▶ Try it
Repeat every record below exactly, omitting any pictures.

▶ Excerpted records

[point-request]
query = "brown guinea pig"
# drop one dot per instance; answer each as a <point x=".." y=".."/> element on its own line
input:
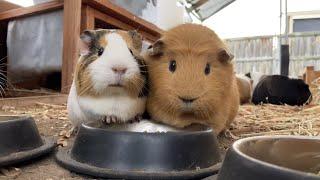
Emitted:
<point x="245" y="88"/>
<point x="191" y="79"/>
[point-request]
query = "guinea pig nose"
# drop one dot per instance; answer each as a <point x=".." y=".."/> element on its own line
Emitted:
<point x="187" y="100"/>
<point x="119" y="70"/>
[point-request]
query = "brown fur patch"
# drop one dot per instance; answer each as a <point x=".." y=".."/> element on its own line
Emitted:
<point x="192" y="47"/>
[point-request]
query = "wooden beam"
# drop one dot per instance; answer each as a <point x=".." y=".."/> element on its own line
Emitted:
<point x="32" y="10"/>
<point x="122" y="25"/>
<point x="126" y="17"/>
<point x="5" y="6"/>
<point x="71" y="32"/>
<point x="87" y="18"/>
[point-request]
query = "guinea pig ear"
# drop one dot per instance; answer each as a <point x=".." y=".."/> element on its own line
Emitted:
<point x="225" y="56"/>
<point x="156" y="49"/>
<point x="136" y="39"/>
<point x="86" y="42"/>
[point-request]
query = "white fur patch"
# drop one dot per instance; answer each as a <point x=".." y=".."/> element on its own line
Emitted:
<point x="116" y="54"/>
<point x="123" y="107"/>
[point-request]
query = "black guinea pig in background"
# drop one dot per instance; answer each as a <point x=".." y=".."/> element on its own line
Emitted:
<point x="277" y="89"/>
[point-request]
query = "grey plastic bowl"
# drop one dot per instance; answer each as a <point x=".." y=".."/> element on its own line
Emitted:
<point x="20" y="140"/>
<point x="272" y="157"/>
<point x="110" y="152"/>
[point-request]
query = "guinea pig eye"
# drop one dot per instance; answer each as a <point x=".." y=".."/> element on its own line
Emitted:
<point x="207" y="69"/>
<point x="172" y="65"/>
<point x="100" y="51"/>
<point x="130" y="51"/>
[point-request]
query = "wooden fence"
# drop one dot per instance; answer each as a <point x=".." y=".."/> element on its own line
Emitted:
<point x="261" y="53"/>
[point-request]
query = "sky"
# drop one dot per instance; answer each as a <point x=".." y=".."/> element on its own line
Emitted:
<point x="245" y="18"/>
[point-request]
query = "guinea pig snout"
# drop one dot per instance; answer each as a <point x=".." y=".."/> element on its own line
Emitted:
<point x="187" y="100"/>
<point x="119" y="70"/>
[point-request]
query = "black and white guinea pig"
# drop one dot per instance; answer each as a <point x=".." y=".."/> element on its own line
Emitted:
<point x="110" y="78"/>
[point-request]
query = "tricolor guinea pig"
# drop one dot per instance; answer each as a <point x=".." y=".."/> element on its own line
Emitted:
<point x="191" y="79"/>
<point x="110" y="78"/>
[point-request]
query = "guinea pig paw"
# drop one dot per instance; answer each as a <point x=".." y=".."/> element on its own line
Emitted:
<point x="110" y="119"/>
<point x="137" y="118"/>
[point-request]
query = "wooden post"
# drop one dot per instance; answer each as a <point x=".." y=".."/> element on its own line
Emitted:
<point x="71" y="32"/>
<point x="87" y="18"/>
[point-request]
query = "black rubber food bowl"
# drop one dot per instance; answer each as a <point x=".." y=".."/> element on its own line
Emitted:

▶ Task result
[point-request]
query = "brown guinea pig"
# drop one dot per instance; answer each as a <point x=".." y=".."/> element on its own line
input:
Emitted:
<point x="245" y="88"/>
<point x="191" y="79"/>
[point-request]
query = "guinea pig nose"
# drop one dot per instance; answer each as a <point x=".." y=".."/> element on its own line
Emitted:
<point x="187" y="100"/>
<point x="119" y="70"/>
[point-request]
query = "brown fur patch"
# drop one dot per instance; answer each as a <point x=".." y=".."/> element on its own line
Emitted:
<point x="192" y="47"/>
[point-request]
query = "wooden beam"
# drop one dot per instance; answer each as a <point x=".." y=".."/> element on its own line
Emitted:
<point x="32" y="10"/>
<point x="122" y="25"/>
<point x="126" y="17"/>
<point x="5" y="6"/>
<point x="71" y="32"/>
<point x="87" y="18"/>
[point-request]
query = "guinea pig ear"
# drop one dot per instance; answer each as a <point x=".." y=".."/> element on its own line
Emitted:
<point x="225" y="56"/>
<point x="156" y="49"/>
<point x="136" y="39"/>
<point x="86" y="42"/>
[point-request]
query = "white fur patch"
# drop one dot per instance; answer each as a <point x=".." y=".."/> element on its own line
Emitted:
<point x="116" y="54"/>
<point x="123" y="107"/>
[point-request]
query = "black guinea pig in background"
# drop one dot per instance; answer each as a <point x=".." y=".."/> element on its own line
Emitted:
<point x="277" y="89"/>
[point-request]
query = "grey plastic bowl"
# drop one dot per instance; answer each as a <point x=".." y=".."/> element on its own line
Emitted:
<point x="20" y="140"/>
<point x="272" y="157"/>
<point x="110" y="152"/>
[point-request]
query = "guinea pig eye"
# drop one dot per instance; answer each as a <point x=".." y=".."/> element on its own line
Emitted:
<point x="207" y="69"/>
<point x="172" y="65"/>
<point x="100" y="51"/>
<point x="130" y="51"/>
[point-request]
query = "wooden fence"
# drop one dot per instance; answer each as a <point x=".." y=".."/> element on its own line
Emitted:
<point x="261" y="53"/>
[point-request]
query = "sky"
# drop one dot per instance; answer each as a <point x=".." y=".."/> element on its own line
Emitted:
<point x="245" y="18"/>
[point-request]
query = "guinea pig snout"
# drop one dot per instance; answer each as a <point x=".." y=".."/> element on its own line
Emitted:
<point x="187" y="100"/>
<point x="119" y="70"/>
[point-request]
query = "black and white guinea pig"
# drop one dot per instance; answer each as a <point x=".." y=".."/> element on its own line
Emitted:
<point x="110" y="78"/>
[point-request]
query = "tricolor guinea pig"
# drop one dot per instance; answer each as a <point x=".." y=".."/> element on its own line
Emitted:
<point x="191" y="79"/>
<point x="110" y="78"/>
[point-request]
query = "guinea pig paw"
# drop one dot per instance; answer each as a <point x=".." y=".."/> element on its own line
Emitted:
<point x="110" y="119"/>
<point x="137" y="118"/>
[point-request]
query = "wooden post"
# drop one dot per instance; answer each as a <point x=".." y=".."/> element on its own line
Emitted:
<point x="71" y="32"/>
<point x="87" y="18"/>
[point-request]
query = "black rubber food bowl"
# drop one dot per instance; answer each as a <point x=".." y=".."/> element on its own line
Emitted:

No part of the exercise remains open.